───── Records provided ─────

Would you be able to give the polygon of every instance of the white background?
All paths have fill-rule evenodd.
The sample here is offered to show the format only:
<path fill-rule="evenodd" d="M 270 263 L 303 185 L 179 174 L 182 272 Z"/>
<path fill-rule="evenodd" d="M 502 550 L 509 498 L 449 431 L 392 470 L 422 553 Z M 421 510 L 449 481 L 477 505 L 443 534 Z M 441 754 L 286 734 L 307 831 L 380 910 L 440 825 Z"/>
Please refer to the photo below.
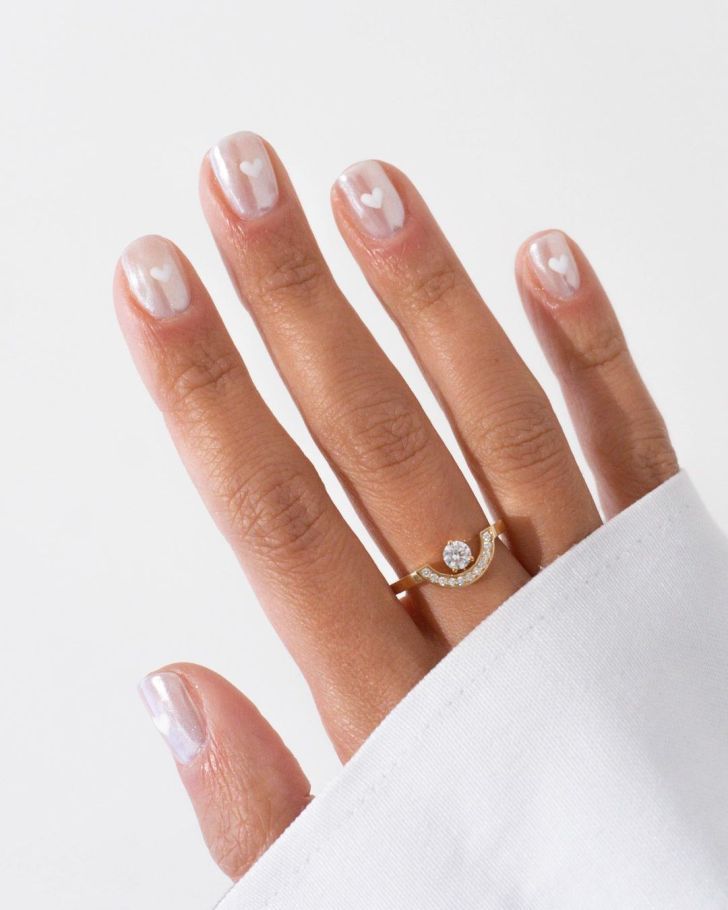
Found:
<path fill-rule="evenodd" d="M 343 287 L 429 401 L 334 230 L 337 173 L 380 157 L 415 179 L 560 413 L 512 257 L 529 233 L 563 227 L 724 516 L 727 41 L 725 0 L 66 0 L 4 12 L 3 906 L 201 910 L 224 891 L 135 693 L 162 663 L 229 677 L 316 789 L 337 767 L 127 357 L 109 293 L 123 246 L 147 232 L 180 244 L 321 465 L 198 209 L 215 139 L 252 129 L 276 146 Z"/>

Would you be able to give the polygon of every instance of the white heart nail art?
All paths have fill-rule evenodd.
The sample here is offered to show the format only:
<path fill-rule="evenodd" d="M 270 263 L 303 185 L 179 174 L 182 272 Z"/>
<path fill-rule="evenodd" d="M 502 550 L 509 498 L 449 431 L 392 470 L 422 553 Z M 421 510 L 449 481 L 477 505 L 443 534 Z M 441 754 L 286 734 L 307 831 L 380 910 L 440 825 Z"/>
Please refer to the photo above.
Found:
<path fill-rule="evenodd" d="M 362 193 L 359 198 L 367 208 L 380 209 L 382 207 L 384 193 L 380 186 L 375 186 L 371 193 Z"/>
<path fill-rule="evenodd" d="M 562 253 L 558 259 L 552 256 L 549 259 L 549 268 L 552 272 L 558 272 L 559 275 L 566 275 L 569 271 L 569 257 L 566 253 Z"/>
<path fill-rule="evenodd" d="M 397 188 L 378 161 L 352 164 L 336 181 L 365 234 L 386 240 L 404 224 L 404 205 Z"/>
<path fill-rule="evenodd" d="M 540 288 L 547 295 L 550 306 L 560 300 L 569 300 L 581 285 L 579 266 L 561 231 L 539 234 L 528 248 Z"/>
<path fill-rule="evenodd" d="M 121 257 L 127 284 L 137 303 L 157 319 L 170 319 L 190 305 L 180 258 L 163 237 L 140 237 Z"/>
<path fill-rule="evenodd" d="M 149 274 L 155 281 L 166 283 L 172 277 L 172 263 L 165 262 L 163 268 L 158 265 L 153 265 L 151 269 L 149 269 Z"/>
<path fill-rule="evenodd" d="M 253 161 L 241 161 L 240 170 L 245 174 L 246 177 L 260 177 L 260 172 L 263 170 L 263 159 L 255 158 Z"/>

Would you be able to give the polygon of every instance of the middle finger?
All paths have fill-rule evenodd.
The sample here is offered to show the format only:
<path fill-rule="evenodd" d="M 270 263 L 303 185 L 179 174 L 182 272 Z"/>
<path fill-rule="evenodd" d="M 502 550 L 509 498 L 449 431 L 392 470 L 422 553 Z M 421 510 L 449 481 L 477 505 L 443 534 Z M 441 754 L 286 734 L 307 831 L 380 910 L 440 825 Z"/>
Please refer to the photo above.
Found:
<path fill-rule="evenodd" d="M 202 203 L 237 289 L 307 421 L 399 574 L 487 521 L 414 395 L 336 286 L 275 154 L 257 136 L 222 140 Z M 452 643 L 527 578 L 508 550 L 487 581 L 425 585 L 415 602 Z"/>

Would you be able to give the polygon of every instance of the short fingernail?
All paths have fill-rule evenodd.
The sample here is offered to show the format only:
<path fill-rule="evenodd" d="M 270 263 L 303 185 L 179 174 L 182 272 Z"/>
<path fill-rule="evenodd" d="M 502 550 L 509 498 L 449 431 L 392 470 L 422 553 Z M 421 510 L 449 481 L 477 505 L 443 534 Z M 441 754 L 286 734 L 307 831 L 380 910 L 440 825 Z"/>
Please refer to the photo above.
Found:
<path fill-rule="evenodd" d="M 361 161 L 337 180 L 362 230 L 385 240 L 404 224 L 404 205 L 394 184 L 378 161 Z"/>
<path fill-rule="evenodd" d="M 121 256 L 129 289 L 157 319 L 169 319 L 190 305 L 190 289 L 174 246 L 163 237 L 140 237 Z"/>
<path fill-rule="evenodd" d="M 278 181 L 263 142 L 255 133 L 233 133 L 208 152 L 227 201 L 241 218 L 260 218 L 278 202 Z"/>
<path fill-rule="evenodd" d="M 139 692 L 175 759 L 188 765 L 205 745 L 207 730 L 182 677 L 151 673 L 141 681 Z"/>
<path fill-rule="evenodd" d="M 568 300 L 579 290 L 579 267 L 561 231 L 542 234 L 530 245 L 528 253 L 548 295 Z"/>

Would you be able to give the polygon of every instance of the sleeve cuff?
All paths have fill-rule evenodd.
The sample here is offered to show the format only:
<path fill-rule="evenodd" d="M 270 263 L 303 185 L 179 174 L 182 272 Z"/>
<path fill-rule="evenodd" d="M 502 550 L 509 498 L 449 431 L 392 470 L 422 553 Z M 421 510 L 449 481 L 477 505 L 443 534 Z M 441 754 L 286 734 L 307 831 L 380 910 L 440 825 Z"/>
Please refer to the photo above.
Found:
<path fill-rule="evenodd" d="M 218 910 L 726 906 L 727 591 L 681 473 L 442 660 Z"/>

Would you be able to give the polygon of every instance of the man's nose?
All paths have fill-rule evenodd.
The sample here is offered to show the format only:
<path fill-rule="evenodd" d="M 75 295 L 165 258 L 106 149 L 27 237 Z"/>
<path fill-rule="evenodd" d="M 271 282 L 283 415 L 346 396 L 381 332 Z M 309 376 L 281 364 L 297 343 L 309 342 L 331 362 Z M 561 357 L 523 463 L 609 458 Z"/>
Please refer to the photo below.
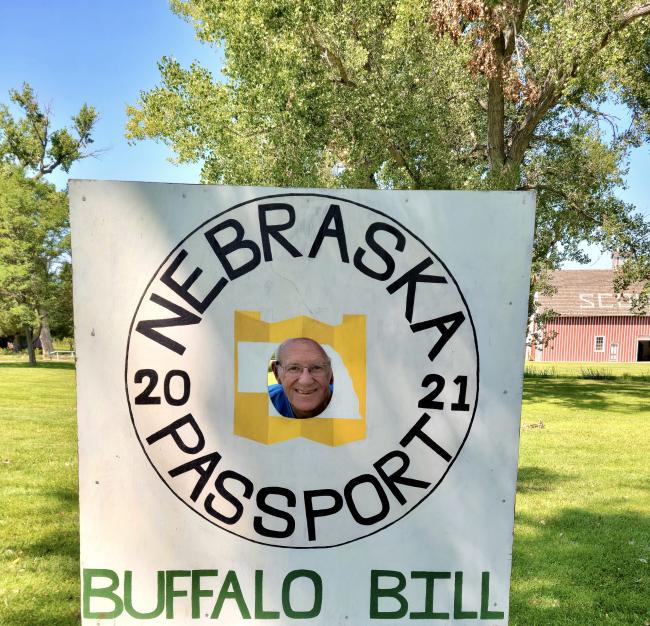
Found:
<path fill-rule="evenodd" d="M 306 382 L 311 382 L 314 379 L 314 377 L 309 373 L 309 368 L 308 367 L 303 367 L 302 372 L 300 373 L 300 377 L 298 380 L 301 383 L 306 383 Z"/>

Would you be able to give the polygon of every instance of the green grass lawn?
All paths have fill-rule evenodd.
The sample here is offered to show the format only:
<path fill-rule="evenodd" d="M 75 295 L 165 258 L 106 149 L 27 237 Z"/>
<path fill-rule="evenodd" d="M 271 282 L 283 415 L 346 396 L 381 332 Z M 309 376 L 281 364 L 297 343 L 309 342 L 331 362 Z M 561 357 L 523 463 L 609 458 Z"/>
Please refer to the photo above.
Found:
<path fill-rule="evenodd" d="M 75 372 L 0 359 L 0 624 L 79 623 Z"/>
<path fill-rule="evenodd" d="M 529 378 L 522 426 L 511 624 L 643 626 L 650 384 Z"/>
<path fill-rule="evenodd" d="M 525 380 L 511 626 L 650 620 L 650 384 L 635 372 Z M 73 364 L 0 358 L 0 428 L 0 624 L 78 624 Z"/>
<path fill-rule="evenodd" d="M 650 362 L 640 363 L 539 363 L 528 362 L 526 376 L 555 378 L 628 378 L 650 382 Z"/>

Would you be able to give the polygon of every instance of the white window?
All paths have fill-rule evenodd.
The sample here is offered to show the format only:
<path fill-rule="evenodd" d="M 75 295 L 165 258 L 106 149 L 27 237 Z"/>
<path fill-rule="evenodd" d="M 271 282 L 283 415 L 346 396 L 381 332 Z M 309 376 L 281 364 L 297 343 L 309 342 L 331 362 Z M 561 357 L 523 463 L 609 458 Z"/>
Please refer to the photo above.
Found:
<path fill-rule="evenodd" d="M 594 338 L 594 352 L 605 352 L 605 337 L 596 335 Z"/>

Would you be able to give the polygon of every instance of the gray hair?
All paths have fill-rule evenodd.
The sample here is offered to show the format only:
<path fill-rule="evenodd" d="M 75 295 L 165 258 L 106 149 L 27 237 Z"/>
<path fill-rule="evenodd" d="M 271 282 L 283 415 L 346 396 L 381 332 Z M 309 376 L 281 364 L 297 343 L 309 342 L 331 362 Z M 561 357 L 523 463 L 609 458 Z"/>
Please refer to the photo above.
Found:
<path fill-rule="evenodd" d="M 325 362 L 328 365 L 332 364 L 332 362 L 330 361 L 330 358 L 327 356 L 327 352 L 325 352 L 325 350 L 323 349 L 323 346 L 321 346 L 318 343 L 318 341 L 315 341 L 314 339 L 311 339 L 310 337 L 292 337 L 290 339 L 285 339 L 278 346 L 277 350 L 275 351 L 275 359 L 276 359 L 276 362 L 279 365 L 282 365 L 282 352 L 283 352 L 283 350 L 294 341 L 302 341 L 302 342 L 310 343 L 310 344 L 316 346 L 320 350 L 321 354 L 323 355 L 323 359 L 325 359 Z"/>

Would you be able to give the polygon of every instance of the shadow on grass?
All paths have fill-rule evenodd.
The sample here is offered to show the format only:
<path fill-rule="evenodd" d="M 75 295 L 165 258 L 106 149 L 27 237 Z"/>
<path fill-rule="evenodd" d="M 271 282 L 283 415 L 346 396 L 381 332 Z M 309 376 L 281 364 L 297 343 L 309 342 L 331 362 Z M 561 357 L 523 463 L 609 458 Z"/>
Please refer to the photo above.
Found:
<path fill-rule="evenodd" d="M 48 494 L 59 500 L 66 509 L 76 511 L 79 509 L 79 491 L 77 489 L 63 489 L 59 487 Z"/>
<path fill-rule="evenodd" d="M 650 617 L 650 517 L 568 509 L 517 514 L 511 626 L 629 626 Z M 530 532 L 530 529 L 533 532 Z"/>
<path fill-rule="evenodd" d="M 544 467 L 520 467 L 517 472 L 517 493 L 550 491 L 556 484 L 572 478 L 572 476 L 558 474 Z"/>
<path fill-rule="evenodd" d="M 8 603 L 0 604 L 2 626 L 80 623 L 78 493 L 76 489 L 58 488 L 47 496 L 43 498 L 43 513 L 37 528 L 48 530 L 35 532 L 31 541 L 16 548 L 23 561 L 30 565 L 26 572 L 15 574 L 20 592 L 5 596 L 10 598 Z M 47 584 L 35 588 L 35 581 L 42 579 Z"/>
<path fill-rule="evenodd" d="M 48 532 L 35 533 L 31 543 L 25 543 L 22 547 L 23 552 L 34 558 L 57 555 L 78 561 L 78 491 L 61 487 L 48 491 L 41 510 L 43 524 L 47 525 L 49 522 L 56 527 Z M 62 523 L 58 518 L 61 518 Z M 75 520 L 74 523 L 71 520 Z"/>
<path fill-rule="evenodd" d="M 631 392 L 637 404 L 622 405 L 617 392 Z M 535 378 L 524 381 L 524 402 L 536 400 L 564 404 L 571 409 L 591 411 L 613 410 L 617 413 L 636 413 L 647 407 L 650 386 L 636 381 L 585 381 L 576 378 Z"/>
<path fill-rule="evenodd" d="M 35 558 L 57 555 L 78 561 L 79 529 L 75 526 L 43 534 L 37 541 L 25 545 L 23 552 Z"/>
<path fill-rule="evenodd" d="M 70 361 L 39 361 L 37 365 L 30 365 L 25 362 L 15 362 L 15 361 L 0 361 L 0 368 L 15 368 L 15 369 L 47 369 L 47 370 L 73 370 L 75 364 Z"/>
<path fill-rule="evenodd" d="M 639 478 L 635 476 L 629 480 L 621 480 L 619 487 L 621 489 L 642 489 L 643 491 L 650 491 L 650 478 Z"/>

─────

Exercise instructions: In the records above, find the lines holding "give". Copy each one.

Answer for the task:
Would you be able to give the polygon of every instance of the white background?
Would you be able to give the polygon of every instance of the white heart nail art?
Would you be able to give the polygon of every instance of the middle finger?
Would you be able to give the polygon of every instance of the short fingernail?
Would you be able to give the polygon of every instance of the sleeve cuff?
Would you be able to give the polygon of every instance of the man's nose?
Would you be able to give the polygon of every instance of the green grass lawn?
Would you be able to give the polygon of every instance of the white window?
Would you be able to give the polygon of every instance of the gray hair?
Would you be able to give the polygon of every instance of the shadow on grass?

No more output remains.